* _TEXTE FOURNI_
Le mode sériel des cinq sens
6Les représentations figuratives les plus anciennes de l’allégorie des cinq sens qui subsistent aujourd’hui dans le monde occidental datent du haut Moyen Âge [12]. Elles se fondent sur une théorie cognitive d’origine profane concernant la perception humaine, qui remonte aux Parva naturalia d’Aristote, une collection de traités d’histoire naturelle. Tout au long du Moyen Âge, on retrouve l’allégorie sensorielle dans des écrits didactiques et moralistes de toutes sortes qui traitent de la place de l’homme dans l’univers. Dans les textes patristiques les cinq sens prennent souvent une signification péjorative. Ils sont considérés comme des éléments faisant partie de la nature animale de l’homme, le soumettant à la tentation. Pour citer une maxime anglaise du xive siècle :
Keep well X and flee from VII
Rule well V and come to Heaven ! [13]
8À partir du xiiie siècle, la représentation figurative des cinq sens devient plus fréquente, notamment dans les enluminures et dans les gravures. Partant du principe que certains animaux possèdent un système sensoriel beaucoup plus développé que l’homme, les artistes ont coutume de symboliser chacun des cinq sens par un animal spécifique. Voici une série assez répandue, fondée sur une encyclopédie médiévale d’autorité du xiiie siècle, le Liber de natura rerum 4, I (ca. 1245) de Thomas de Cantimpré [14] :
- l’Ouïe = le sanglier,
- la Vue = le lynx,
- le Goût = le singe,
- l’Odorat = le vautour,
- le Toucher = l’araignée.

Entrées d'annotation de régions:

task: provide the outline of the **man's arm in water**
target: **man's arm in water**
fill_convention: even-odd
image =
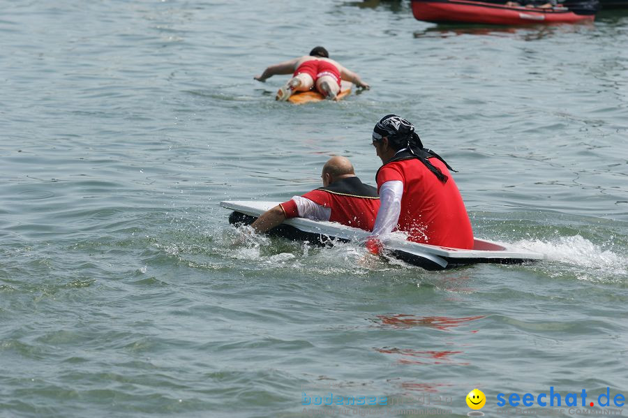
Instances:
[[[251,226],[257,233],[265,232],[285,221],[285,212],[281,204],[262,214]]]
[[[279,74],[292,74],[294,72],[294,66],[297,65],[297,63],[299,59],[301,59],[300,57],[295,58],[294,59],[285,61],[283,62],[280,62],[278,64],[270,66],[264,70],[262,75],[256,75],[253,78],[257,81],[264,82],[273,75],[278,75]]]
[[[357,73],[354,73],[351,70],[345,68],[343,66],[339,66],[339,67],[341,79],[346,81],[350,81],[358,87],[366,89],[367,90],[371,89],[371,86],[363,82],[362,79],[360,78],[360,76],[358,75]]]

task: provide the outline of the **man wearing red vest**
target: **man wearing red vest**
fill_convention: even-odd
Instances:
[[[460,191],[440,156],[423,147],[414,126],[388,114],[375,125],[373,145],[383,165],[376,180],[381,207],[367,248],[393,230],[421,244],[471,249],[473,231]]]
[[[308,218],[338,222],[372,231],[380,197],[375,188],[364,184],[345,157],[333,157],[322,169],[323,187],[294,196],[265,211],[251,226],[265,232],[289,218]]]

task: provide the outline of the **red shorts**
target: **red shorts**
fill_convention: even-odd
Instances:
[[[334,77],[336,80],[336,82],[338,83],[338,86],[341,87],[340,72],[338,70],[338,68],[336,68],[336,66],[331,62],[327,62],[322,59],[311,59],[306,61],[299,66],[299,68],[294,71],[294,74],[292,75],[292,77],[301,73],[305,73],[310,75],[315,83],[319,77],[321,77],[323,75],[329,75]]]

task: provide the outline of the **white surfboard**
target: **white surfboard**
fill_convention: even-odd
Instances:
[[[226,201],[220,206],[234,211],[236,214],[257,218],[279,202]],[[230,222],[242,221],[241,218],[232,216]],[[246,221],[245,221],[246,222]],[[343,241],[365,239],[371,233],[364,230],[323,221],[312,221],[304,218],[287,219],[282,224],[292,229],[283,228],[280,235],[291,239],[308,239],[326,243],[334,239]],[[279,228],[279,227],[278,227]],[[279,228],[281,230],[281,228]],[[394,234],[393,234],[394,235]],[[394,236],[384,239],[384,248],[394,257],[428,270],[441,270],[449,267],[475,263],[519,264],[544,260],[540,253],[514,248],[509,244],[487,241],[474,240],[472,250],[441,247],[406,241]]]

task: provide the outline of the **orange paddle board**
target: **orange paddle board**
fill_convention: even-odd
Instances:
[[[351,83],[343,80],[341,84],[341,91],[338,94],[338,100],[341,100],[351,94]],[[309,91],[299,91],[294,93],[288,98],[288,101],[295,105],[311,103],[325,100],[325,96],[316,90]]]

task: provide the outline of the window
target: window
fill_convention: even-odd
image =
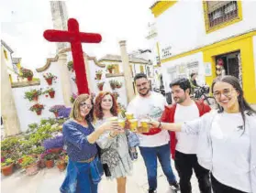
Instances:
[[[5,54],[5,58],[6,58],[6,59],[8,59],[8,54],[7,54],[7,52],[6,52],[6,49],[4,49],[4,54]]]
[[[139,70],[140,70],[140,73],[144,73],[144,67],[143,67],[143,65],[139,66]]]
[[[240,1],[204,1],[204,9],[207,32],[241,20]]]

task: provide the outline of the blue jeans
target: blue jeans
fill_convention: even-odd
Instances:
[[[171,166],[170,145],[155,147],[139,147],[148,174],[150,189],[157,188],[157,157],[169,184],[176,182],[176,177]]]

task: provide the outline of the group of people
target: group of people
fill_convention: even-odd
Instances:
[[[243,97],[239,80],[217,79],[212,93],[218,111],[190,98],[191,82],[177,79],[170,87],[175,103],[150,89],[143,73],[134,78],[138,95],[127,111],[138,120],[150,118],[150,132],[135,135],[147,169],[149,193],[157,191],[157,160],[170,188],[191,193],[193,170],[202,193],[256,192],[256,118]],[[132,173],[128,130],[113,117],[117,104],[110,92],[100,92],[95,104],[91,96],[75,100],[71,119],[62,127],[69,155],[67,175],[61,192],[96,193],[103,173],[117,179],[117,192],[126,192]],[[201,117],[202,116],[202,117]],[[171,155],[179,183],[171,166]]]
==
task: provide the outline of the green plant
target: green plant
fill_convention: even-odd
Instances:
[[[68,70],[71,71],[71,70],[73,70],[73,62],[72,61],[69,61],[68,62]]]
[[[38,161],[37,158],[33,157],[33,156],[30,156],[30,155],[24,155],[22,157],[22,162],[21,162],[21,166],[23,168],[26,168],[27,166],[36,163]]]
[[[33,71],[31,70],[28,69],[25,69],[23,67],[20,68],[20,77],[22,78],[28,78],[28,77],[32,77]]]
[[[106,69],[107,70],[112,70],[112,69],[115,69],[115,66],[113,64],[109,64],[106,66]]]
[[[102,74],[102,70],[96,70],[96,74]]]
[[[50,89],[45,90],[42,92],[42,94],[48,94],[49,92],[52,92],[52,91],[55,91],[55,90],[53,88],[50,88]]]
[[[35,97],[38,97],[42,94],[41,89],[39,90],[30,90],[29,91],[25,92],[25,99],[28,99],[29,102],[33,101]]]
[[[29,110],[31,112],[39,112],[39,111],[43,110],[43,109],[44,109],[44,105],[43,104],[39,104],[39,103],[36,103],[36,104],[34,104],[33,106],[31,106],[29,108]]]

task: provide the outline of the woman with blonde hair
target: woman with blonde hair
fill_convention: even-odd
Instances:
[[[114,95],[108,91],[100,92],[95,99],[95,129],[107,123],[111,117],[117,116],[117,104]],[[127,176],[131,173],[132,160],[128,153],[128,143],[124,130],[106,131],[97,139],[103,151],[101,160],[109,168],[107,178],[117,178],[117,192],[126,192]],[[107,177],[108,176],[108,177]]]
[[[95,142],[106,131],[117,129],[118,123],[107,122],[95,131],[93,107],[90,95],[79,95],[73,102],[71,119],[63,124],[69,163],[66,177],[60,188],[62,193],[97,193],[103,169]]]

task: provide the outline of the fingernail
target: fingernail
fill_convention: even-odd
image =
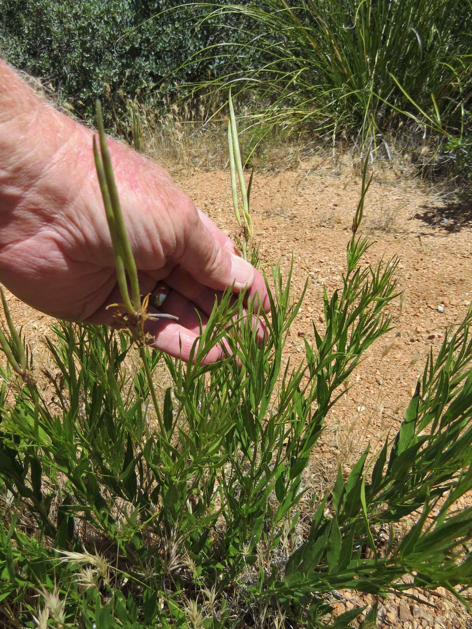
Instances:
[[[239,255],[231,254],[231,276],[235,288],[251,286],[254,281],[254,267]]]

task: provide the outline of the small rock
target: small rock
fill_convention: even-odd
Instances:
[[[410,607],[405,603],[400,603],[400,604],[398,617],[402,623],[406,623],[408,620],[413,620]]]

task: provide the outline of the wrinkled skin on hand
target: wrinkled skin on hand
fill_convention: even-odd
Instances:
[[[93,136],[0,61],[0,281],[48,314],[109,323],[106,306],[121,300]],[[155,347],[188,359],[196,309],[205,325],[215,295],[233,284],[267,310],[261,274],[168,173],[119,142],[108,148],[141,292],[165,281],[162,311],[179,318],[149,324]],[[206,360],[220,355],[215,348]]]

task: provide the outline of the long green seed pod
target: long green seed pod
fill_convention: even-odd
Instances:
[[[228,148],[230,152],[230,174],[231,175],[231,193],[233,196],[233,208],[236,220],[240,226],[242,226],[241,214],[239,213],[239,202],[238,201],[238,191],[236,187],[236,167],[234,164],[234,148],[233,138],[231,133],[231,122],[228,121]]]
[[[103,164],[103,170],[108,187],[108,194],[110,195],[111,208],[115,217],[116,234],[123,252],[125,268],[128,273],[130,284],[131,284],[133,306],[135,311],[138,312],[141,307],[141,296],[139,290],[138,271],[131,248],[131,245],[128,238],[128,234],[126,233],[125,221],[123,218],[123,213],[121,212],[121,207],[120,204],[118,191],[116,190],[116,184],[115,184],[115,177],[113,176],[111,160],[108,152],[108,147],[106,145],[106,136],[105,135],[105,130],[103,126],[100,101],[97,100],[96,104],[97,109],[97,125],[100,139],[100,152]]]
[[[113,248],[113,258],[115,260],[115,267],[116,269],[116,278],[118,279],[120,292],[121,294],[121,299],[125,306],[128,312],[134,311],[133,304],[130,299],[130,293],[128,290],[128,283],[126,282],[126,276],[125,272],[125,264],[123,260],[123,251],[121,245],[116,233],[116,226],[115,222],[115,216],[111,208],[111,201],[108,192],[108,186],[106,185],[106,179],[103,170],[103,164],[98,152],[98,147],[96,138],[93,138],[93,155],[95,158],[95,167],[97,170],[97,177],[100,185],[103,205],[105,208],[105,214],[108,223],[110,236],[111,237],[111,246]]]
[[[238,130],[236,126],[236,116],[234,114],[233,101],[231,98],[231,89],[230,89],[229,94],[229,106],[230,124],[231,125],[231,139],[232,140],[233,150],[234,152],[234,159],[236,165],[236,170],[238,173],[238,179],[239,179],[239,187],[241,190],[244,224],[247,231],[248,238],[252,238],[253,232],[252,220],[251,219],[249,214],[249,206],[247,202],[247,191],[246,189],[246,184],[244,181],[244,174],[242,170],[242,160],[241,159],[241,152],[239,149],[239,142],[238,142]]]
==
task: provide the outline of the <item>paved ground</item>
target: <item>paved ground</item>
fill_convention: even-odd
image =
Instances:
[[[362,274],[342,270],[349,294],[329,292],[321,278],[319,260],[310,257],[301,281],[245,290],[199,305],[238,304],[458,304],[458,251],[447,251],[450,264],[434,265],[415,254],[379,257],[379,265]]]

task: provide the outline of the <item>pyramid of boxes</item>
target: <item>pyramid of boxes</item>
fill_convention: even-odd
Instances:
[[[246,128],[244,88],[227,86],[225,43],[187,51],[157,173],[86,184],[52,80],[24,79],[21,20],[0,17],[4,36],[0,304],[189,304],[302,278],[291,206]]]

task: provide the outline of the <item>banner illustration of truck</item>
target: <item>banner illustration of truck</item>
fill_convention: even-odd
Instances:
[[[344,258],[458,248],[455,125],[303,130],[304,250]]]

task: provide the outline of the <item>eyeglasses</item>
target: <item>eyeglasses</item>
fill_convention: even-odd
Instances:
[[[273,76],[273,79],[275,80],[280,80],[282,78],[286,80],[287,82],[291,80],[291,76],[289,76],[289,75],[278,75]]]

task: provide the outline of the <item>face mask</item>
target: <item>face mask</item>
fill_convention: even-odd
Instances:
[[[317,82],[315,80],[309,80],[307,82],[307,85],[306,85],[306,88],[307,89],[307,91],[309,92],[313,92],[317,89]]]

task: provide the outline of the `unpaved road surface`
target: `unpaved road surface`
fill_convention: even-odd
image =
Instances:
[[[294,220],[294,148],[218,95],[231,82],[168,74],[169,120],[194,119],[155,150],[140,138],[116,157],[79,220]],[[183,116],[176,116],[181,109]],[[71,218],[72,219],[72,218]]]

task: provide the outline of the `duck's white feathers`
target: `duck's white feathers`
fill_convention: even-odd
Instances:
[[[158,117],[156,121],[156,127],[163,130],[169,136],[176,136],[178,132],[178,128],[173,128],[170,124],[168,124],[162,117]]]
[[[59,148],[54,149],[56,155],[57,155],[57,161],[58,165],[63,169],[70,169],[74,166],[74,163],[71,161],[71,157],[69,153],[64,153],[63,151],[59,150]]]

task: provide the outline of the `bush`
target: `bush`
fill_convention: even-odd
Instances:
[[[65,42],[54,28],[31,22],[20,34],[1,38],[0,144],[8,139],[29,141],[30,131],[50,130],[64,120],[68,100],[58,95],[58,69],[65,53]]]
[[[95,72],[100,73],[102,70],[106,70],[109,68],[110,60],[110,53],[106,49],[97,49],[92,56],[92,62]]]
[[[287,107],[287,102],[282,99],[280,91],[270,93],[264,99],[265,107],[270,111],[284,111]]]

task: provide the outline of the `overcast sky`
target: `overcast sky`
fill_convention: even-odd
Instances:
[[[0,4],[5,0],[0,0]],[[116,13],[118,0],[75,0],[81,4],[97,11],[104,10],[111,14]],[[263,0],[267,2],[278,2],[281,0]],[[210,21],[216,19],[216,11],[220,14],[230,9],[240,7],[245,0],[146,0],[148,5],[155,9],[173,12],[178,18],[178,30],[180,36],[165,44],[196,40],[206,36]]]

* _ÉNONCÉ DU PROBLÈME_
Recopiez s'il vous plaît le texte sur le mode sériel des cinq sens en entier, sans y changer quoi que ce soit.

* _RÉPONSE RÉDIGÉE_
Le mode sériel des cinq sens
6Les représentations figuratives les plus anciennes de l’allégorie des cinq sens qui subsistent aujourd’hui dans le monde occidental datent du haut Moyen Âge [12]. Elles se fondent sur une théorie cognitive d’origine profane concernant la perception humaine, qui remonte aux Parva naturalia d’Aristote, une collection de traités d’histoire naturelle. Tout au long du Moyen Âge, on retrouve l’allégorie sensorielle dans des écrits didactiques et moralistes de toutes sortes qui traitent de la place de l’homme dans l’univers. Dans les textes patristiques les cinq sens prennent souvent une signification péjorative. Ils sont considérés comme des éléments faisant partie de la nature animale de l’homme, le soumettant à la tentation. Pour citer une maxime anglaise du xive siècle :
Keep well X and flee from VII
Rule well V and come to Heaven ! [13]
8À partir du xiiie siècle, la représentation figurative des cinq sens devient plus fréquente, notamment dans les enluminures et dans les gravures. Partant du principe que certains animaux possèdent un système sensoriel beaucoup plus développé que l’homme, les artistes ont coutume de symboliser chacun des cinq sens par un animal spécifique. Voici une série assez répandue, fondée sur une encyclopédie médiévale d’autorité du xiiie siècle, le Liber de natura rerum 4, I (ca. 1245) de Thomas de Cantimpré [14] :
- l’Ouïe = le sanglier,
- la Vue = le lynx,
- le Goût = le singe,
- l’Odorat = le vautour,
- le Toucher = l’araignée.